Extracted text
***

A graphical pipeline of the experiments conducted in this study.
Researchers exploited pre-clinical models to develop computational tools for accurate classification of metastatic castration-resistant prostate cancer subtypes from circulating tumor DNA in patients. Modified from De Sarkar et al., Cancer Discovery 2023

The authors obtained ctDNA from mouse plasma from 24 PDX models of human prostate cancer. These 24 models represented a spectrum of androgen receptor (AR) active and neuroendocrine (NE) prostate cancers. In parallel, they isolated PDX tumor samples from the mice and used CUT&RUN, a method developed by researchers in the Henikoff lab in the Basic Sciences Division at Fred Hutch, to profile histone post-translational modification markers in the patient-derived tumors. They also performed ATAC-seq on the tumor samples to determine chromatin accessibility. Then, they applied this dataset to Griffin, a tool recently developed in the Ha lab to determine tumor subtypes based on nucleosome profiling of cell-free DNA.

To predict whether a patient sample represented AR-active or NE prostate cancer, or a combination of both, the researchers developed two computational models. First, they created a probabilistic model called ctdPheno to classify the two subtypes of prostate cancer in an individual plasma sample. However, a given sample often has a mixture of AR-active and NE prostate cancers. To address this, the researchers created an analytic model to estimate the proportions of each prostate cancer subtypes in a single plasma sample. They validated this model, called Keraon, on plasma samples obtained from three prostate cancer patient cohorts. They found that Keraon achieved 97% accuracy for dominant phenotypes, and 87% accuracy for mixed clinical phenotypes. (In ancient Greek mythology, Keraon, or Mixer, is a demi-god of wine mixing.)

The results from this study suggest that analysis of patient-derived ctDNA provides comparable results with the current diagnostic tool of performing immunohistochemistry or transcriptomic profiling on tissue obtained from needle-based biopsies. “We are now trying to determine if these ctDNA approaches can ultimately serve as predictive biomarkers for specific therapies in prostate cancer, including AR-signaling inhibitors and degraders, as well as recently approved treatments such as PSMA-radioligand therapy (Lutetium-177 PSMA-617),” said Dr. Ha. This is a promising sign for patients and the field of precision oncology. In the future, diagnoses from blood-based “liquid biopsies” may replace invasive needle-based biopsies.

***

Supplied material
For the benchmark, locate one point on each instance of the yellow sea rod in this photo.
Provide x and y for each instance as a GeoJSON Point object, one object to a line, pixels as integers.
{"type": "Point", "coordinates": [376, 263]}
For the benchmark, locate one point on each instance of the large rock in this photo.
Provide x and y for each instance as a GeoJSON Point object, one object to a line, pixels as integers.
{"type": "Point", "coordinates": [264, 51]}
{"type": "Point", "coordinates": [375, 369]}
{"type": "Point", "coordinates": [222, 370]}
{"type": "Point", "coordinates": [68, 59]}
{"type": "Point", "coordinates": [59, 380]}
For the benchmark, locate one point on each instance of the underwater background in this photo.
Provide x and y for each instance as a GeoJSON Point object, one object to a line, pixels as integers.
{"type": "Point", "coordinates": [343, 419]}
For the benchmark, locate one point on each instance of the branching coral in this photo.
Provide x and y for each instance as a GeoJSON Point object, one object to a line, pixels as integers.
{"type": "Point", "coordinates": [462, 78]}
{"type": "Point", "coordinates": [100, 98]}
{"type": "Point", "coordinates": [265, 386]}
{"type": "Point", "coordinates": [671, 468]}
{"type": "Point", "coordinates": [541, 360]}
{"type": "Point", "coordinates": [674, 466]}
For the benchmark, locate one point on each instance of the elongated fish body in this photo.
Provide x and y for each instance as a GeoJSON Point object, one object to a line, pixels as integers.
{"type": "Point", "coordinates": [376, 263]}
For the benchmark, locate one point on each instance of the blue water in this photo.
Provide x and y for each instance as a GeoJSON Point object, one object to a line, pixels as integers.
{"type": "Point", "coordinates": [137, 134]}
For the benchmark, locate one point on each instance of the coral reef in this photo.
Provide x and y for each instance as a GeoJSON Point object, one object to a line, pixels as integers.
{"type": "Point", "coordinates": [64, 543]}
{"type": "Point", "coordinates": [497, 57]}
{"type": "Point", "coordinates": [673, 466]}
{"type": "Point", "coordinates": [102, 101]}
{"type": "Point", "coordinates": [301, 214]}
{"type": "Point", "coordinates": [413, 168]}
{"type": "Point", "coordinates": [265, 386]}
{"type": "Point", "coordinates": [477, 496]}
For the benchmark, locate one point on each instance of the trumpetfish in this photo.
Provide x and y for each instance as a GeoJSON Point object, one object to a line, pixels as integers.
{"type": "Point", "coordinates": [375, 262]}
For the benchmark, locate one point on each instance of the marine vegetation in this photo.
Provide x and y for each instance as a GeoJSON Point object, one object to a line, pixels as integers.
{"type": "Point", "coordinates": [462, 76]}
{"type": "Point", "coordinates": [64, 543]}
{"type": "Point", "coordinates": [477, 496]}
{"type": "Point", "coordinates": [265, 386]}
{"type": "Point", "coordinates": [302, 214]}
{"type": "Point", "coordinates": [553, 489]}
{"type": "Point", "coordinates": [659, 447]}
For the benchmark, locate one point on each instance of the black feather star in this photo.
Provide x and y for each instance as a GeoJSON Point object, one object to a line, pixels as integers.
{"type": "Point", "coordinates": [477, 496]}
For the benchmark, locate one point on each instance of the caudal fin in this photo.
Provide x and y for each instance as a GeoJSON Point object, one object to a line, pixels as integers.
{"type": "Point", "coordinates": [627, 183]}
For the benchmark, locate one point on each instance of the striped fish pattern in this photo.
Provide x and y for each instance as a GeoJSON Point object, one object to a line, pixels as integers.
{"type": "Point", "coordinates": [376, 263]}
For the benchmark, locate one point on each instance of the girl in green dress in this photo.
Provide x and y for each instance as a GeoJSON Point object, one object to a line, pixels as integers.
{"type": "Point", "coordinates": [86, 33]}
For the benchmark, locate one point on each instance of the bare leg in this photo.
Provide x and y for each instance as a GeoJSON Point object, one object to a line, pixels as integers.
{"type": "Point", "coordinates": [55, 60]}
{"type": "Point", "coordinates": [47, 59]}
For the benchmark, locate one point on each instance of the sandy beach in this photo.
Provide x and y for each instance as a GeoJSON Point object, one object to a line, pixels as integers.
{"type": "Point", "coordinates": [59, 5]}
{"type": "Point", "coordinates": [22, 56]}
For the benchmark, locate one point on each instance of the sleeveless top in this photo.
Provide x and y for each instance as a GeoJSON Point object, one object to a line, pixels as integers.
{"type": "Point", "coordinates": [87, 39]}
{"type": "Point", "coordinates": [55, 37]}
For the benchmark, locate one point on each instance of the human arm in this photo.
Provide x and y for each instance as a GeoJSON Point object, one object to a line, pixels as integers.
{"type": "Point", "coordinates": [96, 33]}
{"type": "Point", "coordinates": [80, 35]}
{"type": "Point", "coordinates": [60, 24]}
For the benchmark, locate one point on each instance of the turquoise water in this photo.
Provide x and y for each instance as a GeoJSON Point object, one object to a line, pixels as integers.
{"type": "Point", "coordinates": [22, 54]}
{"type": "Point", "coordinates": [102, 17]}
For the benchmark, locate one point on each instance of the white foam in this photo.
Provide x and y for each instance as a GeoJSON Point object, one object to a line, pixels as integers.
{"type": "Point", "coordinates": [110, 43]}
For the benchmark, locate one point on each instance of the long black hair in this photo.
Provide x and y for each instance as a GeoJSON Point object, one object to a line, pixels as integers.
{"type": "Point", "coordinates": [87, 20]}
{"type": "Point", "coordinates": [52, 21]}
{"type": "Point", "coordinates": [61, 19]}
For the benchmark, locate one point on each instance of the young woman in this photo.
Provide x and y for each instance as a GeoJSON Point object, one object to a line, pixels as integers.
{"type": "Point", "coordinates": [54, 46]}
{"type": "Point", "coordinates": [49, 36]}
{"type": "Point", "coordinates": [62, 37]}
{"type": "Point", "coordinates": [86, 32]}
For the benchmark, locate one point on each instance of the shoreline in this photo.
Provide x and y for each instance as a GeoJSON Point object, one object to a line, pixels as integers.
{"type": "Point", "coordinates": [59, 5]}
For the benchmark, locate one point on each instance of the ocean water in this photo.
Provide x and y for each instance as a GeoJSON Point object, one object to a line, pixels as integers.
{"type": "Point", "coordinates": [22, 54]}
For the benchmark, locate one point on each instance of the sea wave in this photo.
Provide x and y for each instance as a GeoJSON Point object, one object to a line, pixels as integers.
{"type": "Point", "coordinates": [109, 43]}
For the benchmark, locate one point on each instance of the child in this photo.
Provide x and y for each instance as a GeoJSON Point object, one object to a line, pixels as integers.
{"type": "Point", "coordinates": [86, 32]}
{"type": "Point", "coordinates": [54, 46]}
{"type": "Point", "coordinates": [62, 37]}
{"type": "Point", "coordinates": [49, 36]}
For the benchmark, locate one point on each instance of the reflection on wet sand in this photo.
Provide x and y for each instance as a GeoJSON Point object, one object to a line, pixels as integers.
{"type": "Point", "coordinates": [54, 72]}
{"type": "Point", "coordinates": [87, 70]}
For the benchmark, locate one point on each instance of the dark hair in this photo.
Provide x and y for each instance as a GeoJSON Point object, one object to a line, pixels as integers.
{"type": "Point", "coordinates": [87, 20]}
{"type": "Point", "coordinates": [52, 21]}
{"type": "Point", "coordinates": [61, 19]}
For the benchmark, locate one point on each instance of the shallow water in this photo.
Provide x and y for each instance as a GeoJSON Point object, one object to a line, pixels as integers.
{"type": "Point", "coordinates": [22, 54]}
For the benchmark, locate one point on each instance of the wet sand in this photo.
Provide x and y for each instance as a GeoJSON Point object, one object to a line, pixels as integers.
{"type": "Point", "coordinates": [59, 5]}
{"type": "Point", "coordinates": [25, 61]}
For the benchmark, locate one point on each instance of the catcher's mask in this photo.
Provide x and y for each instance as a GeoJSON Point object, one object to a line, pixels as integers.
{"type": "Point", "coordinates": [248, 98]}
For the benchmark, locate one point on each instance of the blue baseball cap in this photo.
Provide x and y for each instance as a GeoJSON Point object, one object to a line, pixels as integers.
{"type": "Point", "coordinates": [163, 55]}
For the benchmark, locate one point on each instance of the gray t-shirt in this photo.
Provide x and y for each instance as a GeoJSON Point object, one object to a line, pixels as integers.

***

Problems and tasks
(a) Revise the prostate cancer ctDNA text, starting with "The authors obtained" and going on through "of cell-free DNA.", and put "patient-derived xenograft" in place of "PDX".
(b) Write what comes next in the text about classifying prostate cancer subtypes from ctDNA, picking up after its final sentence.

Answers to each task
(a)
The authors obtained ctDNA from mouse plasma from 24 patient-derived xenograft models of human prostate cancer. These 24 models represented a spectrum of androgen receptor (AR) active and neuroendocrine (NE) prostate cancers. In parallel, they isolated patient-derived xenograft tumor samples from the mice and used CUT&RUN, a method developed by researchers in the Henikoff lab in the Basic Sciences Division at Fred Hutch, to profile histone post-translational modification markers in the patient-derived tumors. They also performed ATAC-seq on the tumor samples to determine chromatin accessibility. Then, they applied this dataset to Griffin, a tool recently developed in the Ha lab to determine tumor subtypes based on nucleosome profiling of cell-free DNA.

(b)
This work was supported by the Pacific Northwest Prostate Cancer SPORE (NIH/NCI), Department of Defense Prostate Cancer Research, NIH Director’s New Innovator Award (DP2), NCI Informatics Technology for Cancer Research (ITCR) algorithm development grant (R21), Brotman Baty Institute for Precision Medicine, and the V Foundation. Researchers also received support from the Prostate Cancer Foundation, Institute for Prostate Cancer Research, Fund for Innovation in Cancer Informatics, Doris Duke Charitable Foundation, Safeway Foundation, Wong Family Awards, Dana-Farber Cancer Institute, H.L. Snyder Medical Research Foundation, Cutler Family Foundation, Claudia Adams Barr Program, American Society of Clinical Oncology, Kure It Cancer Research Foundation, and PhRMA Foundation.

Fred Hutch/University of Washington/Seattle Children's Cancer Consortium members Jay Sarthy, Colin Pritchard, Colm Morrissey, R. Bruce Montgomery, Eva Corey, Steve Henikoff, Pete Nelson, and Gavin Ha contributed to this work.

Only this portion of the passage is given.